Document passage:
----------
Symposion: My LLM Council for Research-Driven Builds
I stitched together Temporal, Mattermost, and three CLI agents to turn a paper into a shipped repo.
The Problem: Research Is a Team Sport
Reading papers is easy. Turning them into real systems is not.
I wanted a pipeline that could take a research question, argue about it like a real team, produce a plan, scaffold a repo, and then peer review the output. Not in my head. Not in a chat log. In my infrastructure, with durable state and a visible audit trail.
Symposion: The LLM Council
Symposion is a multi-agent research council that coordinates Claude, Codex, and Gemini to debate, plan, build, and review. Temporal orchestrates the workflow. Mattermost shows the whole conversation. PostgreSQL + pgvector stores memory across sessions.
This is not a single-prompt toy. It is a workflow system with state, gates, and traceability.
Architecture at a Glance
User Prompt + Paper URL
|
v
Temporal Workflow <----> PostgreSQL + pgvector (memory)
|
+-- Claude CLI (analysis/build)
+-- Codex CLI (review)
+-- Gemini CLI (review)
|
v
Mattermost (debate, planning, build, reviews)
Workflow Phases
- Initialization: Create topic + session, spin up Mattermost channels.
- Debate: Three agents argue for 1-3 rounds, synthesize consensus.
- Planning: Claude generates a structured implementation plan.
- Scaffold: Repo is created with README, SPEC, and Claude config.
- Build: Claude Code implements milestones (or runs async in tmux).
- Review: Codex and Gemini review in parallel until approved.
- Finalize: Summary + learnings are stored to memory.
The Goodhart Guardrail
I added a simple Goodhart risk detector based on cross-agent agreement. High confidence + low agreement is a warning signal. When the council gets too confident while disagreeing, the system flags it and tells me to slow down.
This is the difference between “looks right” and “is right.”
Triggering a Session
./bin/symposion-trigger \
--topic "pi-attention" \
--prompt "Build a sparse attention kernel in Mojo" \
--paper "https://arxiv.org/abs/2511.10696" \
--wait
When the scaffold is done, I can signal review with:
./bin/symposion-trigger --signal-review --workflow-id <id>
What Works Today
- Durable orchestration with Temporal (no lost context)
- Mattermost channels for every phase
- Debate synthesis + consensus scoring
- Repo scaffolding with specs and Claude tooling
- Parallel peer review from two independent agents
What I Am Fixing Next
- Make the “human review” gate real instead of a stub
- Fail fast if the database is missing instead of pretending
- Harden embeddings and memory writes with better error handling
Credits / Influences
- Andrew Karpathy’s
llm-council: https://github.com/karpathy/llm-council - Transformer injectivity paper: https://arxiv.org/html/2510.15511v3
Why This Matters
If you want to do serious AI work at home, you need more than a clever prompt. You need structure, memory, and a way to keep yourself honest. Symposion is my answer to that.
Next up: hardening the council and shipping the UI so the whole thing is visible at a glance.
----------
Exercise set:
1) Name every workflow phase in the Symposion write-up.
2) According to the Symposion write-up, for how many rounds do the three agents argue during the Debate phase?
3) Do these statements agree with the Symposion write-up? Answer yes or no for each, quoting the deciding words. (a) Codex and Gemini carry out their reviews in parallel. (b) The human review gate already works fully. (c) Gemini implements the milestones in the Build phase.
The items are separate material with no connection to the Symposion write-up.

Given records:
----------
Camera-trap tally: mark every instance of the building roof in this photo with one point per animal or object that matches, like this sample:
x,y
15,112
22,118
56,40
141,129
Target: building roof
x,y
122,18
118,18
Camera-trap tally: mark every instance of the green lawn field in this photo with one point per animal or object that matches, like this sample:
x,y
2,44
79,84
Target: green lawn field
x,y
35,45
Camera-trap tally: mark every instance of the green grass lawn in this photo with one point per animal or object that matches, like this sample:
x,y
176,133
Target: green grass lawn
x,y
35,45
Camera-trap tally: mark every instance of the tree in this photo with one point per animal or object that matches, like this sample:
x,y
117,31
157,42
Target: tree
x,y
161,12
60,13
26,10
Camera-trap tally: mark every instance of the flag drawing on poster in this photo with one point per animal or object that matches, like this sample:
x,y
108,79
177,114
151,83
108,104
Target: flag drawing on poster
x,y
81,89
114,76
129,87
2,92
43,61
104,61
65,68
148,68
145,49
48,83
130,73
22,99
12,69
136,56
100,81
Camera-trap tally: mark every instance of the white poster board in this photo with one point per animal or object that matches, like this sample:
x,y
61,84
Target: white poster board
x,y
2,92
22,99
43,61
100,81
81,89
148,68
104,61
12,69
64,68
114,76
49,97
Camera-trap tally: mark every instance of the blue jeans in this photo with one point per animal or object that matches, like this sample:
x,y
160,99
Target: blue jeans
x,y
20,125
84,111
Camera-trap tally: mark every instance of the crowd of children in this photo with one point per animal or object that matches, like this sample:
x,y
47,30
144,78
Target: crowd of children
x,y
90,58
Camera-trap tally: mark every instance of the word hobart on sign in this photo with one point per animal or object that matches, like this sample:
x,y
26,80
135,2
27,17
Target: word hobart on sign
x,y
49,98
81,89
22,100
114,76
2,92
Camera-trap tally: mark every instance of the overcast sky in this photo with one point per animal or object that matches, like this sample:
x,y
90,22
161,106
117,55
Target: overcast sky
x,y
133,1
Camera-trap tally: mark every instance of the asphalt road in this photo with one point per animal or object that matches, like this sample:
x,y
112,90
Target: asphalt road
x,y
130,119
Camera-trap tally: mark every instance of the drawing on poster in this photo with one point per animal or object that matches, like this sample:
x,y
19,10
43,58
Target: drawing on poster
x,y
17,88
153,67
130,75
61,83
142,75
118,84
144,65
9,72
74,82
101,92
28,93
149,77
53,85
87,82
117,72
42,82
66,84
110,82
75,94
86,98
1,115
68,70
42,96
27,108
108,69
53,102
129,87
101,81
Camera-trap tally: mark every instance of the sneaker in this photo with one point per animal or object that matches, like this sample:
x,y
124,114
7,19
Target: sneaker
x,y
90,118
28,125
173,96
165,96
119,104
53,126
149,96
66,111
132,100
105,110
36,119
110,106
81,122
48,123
----------
Task solutions:
1) Initialization, Debate, Planning, Scaffold, Build, Review, Finalize

2) For 1-3 rounds.

3)
(a) Yes: "Codex and Gemini review in parallel until approved."
(b) No: "Make the “human review” gate real instead of a stub"
(c) No: "Claude Code implements milestones (or runs async in tmux)."